* Begin TASK INPUT *
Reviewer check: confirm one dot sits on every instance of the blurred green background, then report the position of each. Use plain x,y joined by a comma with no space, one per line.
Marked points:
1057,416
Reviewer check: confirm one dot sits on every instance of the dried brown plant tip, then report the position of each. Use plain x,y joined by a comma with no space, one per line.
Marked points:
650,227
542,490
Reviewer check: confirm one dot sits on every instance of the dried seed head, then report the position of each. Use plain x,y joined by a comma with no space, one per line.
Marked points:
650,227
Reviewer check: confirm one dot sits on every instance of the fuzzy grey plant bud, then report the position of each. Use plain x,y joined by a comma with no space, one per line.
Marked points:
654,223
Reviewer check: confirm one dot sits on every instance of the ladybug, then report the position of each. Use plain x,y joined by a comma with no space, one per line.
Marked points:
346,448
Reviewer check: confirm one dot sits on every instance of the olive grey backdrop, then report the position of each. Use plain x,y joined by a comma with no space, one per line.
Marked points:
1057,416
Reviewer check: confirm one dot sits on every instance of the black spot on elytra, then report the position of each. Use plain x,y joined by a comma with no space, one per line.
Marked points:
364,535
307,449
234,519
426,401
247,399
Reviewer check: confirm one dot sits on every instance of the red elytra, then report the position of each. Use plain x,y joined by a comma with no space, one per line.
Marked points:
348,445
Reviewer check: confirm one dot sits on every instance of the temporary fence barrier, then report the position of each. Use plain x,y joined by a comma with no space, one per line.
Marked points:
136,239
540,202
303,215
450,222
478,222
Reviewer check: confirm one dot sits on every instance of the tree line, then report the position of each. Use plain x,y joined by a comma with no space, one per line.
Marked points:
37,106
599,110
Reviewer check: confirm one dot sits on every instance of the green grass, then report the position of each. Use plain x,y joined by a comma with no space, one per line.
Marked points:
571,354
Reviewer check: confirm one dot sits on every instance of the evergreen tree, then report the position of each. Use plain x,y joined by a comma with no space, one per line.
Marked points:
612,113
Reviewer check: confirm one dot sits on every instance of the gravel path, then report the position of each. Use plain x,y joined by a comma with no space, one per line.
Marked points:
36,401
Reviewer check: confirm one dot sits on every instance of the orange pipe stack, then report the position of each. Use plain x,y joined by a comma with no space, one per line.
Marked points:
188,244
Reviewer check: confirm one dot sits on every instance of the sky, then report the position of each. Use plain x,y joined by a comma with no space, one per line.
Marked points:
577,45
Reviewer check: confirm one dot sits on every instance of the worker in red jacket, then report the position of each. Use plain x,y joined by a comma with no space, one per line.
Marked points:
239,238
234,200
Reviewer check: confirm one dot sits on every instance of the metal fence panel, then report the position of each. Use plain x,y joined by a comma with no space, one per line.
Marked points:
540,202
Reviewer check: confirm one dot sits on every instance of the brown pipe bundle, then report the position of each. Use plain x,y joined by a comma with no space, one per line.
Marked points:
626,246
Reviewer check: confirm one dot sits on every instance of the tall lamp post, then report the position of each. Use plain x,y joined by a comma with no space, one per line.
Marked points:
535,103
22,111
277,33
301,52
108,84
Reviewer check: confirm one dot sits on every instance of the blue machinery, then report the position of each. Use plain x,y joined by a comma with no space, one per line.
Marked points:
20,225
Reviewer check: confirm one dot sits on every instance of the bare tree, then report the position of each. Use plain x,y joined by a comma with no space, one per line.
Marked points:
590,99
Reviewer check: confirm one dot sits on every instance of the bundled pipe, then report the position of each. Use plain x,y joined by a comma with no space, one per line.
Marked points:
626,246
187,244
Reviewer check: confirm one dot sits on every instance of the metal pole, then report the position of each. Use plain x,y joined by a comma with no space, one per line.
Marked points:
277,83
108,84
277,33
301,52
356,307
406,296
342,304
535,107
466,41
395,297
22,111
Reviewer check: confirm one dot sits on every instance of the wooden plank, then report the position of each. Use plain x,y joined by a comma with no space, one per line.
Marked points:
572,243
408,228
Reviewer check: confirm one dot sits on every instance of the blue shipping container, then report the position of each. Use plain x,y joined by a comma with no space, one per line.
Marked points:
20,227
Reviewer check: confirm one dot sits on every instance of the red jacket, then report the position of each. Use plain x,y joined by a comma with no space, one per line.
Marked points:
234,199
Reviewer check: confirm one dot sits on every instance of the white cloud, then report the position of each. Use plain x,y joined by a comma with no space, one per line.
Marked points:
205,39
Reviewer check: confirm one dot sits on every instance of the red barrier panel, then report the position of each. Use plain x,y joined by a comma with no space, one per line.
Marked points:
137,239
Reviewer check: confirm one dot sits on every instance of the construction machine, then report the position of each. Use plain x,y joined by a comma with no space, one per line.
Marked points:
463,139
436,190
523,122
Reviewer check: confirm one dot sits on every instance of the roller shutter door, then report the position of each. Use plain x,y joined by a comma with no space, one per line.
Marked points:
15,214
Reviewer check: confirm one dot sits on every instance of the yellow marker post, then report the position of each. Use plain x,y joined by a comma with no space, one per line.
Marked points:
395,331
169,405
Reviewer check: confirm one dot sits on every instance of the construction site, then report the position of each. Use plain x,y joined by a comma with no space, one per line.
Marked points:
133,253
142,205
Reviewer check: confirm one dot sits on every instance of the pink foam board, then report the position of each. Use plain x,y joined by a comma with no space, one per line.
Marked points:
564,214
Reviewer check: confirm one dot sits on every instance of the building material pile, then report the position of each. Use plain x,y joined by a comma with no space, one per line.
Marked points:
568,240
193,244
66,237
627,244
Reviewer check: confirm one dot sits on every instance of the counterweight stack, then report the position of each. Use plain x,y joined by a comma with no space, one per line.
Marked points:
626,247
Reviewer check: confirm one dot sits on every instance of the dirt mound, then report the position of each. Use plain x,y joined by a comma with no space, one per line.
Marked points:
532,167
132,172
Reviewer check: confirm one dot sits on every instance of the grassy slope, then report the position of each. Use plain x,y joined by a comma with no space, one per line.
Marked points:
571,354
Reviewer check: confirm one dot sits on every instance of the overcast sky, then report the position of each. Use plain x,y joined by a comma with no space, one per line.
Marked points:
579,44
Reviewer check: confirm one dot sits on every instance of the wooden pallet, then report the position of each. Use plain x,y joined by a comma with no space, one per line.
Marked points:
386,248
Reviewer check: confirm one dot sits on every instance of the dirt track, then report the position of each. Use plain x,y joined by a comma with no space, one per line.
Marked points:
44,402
* End TASK INPUT *
_PROBLEM STATEMENT:_ Reproduce, word for word, the stretch of lines from the one containing "dirt track, then" through the final line above.

_COMPLETE RESPONSE:_
Reviewer check: confirm one dot sits on every instance of the dirt track, then report the position of each. Use plain x,y joined by a comma with no space, one per line.
Marked points:
44,402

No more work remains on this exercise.